EXCERPT TO READ:
++++++++++++++++++++
When I returned to the studio the next morning, it was apparent that something had been lost along the way. As it often happens, I think my just-finished oils are really good until the next day.
That's OK, because it's an opportunity to take the painting further, and I jumped right in with much brighter colors. Since I was painting over a slightly duller background, those brights began to sing! Additional colors were added to the mix and while I was putting on the last strokes, the title came to me, Glittering Forest!
Saturday, August 5, 2017
|Green Dream II oil on canvas, 48 x 48 inches $8950 framed|
Sometime you just want to push the color! This is a larger version of the 24 x 24 oil on panel that was created from a 'mistake.' I really liked the smaller version and it encouraged me to start a larger version and take the greens further. More about the creation of the smaller oil here
|Green Dream, oil on panel, 24 x 24 inches $2450 framed|
The larger oil is a composition where the color comes first. The light and shadows are unnaturally placed to create more contrast and intensity. Some of the brights are too bright and the shade doesn't always follow the usual contours, given the so-called light source, but it is all part of the theatre.
The entire effect is a bit surreal and intense. As I was painting this it was a bit like throwing on more logs to make a brighter fire. Surprisingly, there is a balance in this but the solution came slowly, over a number of painting sessions. At first the greens and yellows were just too bright, but I didn't want to sacrifice their power. The stand of trees was a bit chaotic as well, so other colors and shapes were added for support: light blues, lavenders, cobalts and the orange foliage.
Finally, everything came together to create the right chord, not one you hear everyday, but it is made to be played loud!
Monday, July 31, 2017
It is a pleasure to walk into the studio and see a number of works in progress. Working on multiple canvases greatly reduces the pressure of trying to make an individual oil come together in some perfect way. Instead of rushing and stressing, the many works benefit from an extended time of contemplation and experimentation.
++++++++++++++++++++
RECORDS SUPPLIED:
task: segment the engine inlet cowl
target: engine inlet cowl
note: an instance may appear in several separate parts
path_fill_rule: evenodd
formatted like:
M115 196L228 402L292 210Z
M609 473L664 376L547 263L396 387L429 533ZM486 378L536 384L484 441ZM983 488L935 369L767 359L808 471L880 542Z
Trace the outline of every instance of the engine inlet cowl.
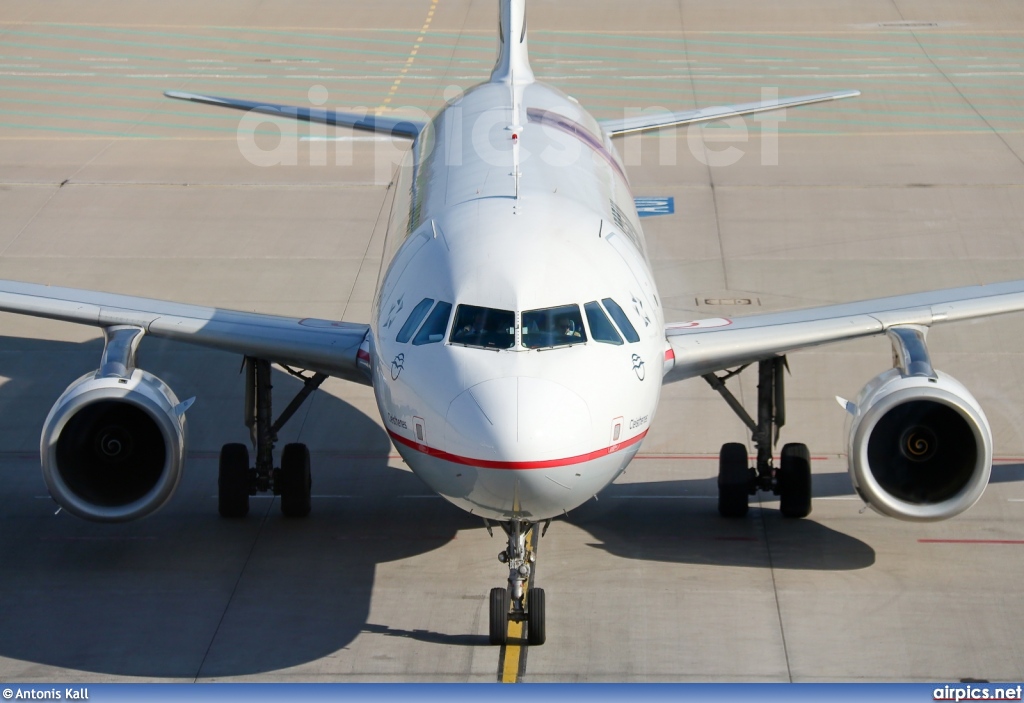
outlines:
M180 408L167 384L140 368L128 378L94 371L73 383L40 439L50 495L68 512L100 522L134 520L164 506L181 478Z
M850 427L850 475L878 512L943 520L981 497L992 438L978 401L955 379L882 374L861 391Z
++++++++++++++++++++
REQUIRED WORK:
• a. In the painting blog excerpt, which colors were added to support the stand of trees in the larger Green Dream oil?
• b. Echo the painting blog excerpt, starting at "When I returned" and ending at "the next day.".

SOLUTIONS TO THE EXERCISE:
• a. Light blues, lavenders, cobalts and the orange foliage.

• b.
When I returned to the studio the next morning, it was apparent that something had been lost along the way. As it often happens, I think my just-finished oils are really good until the next day.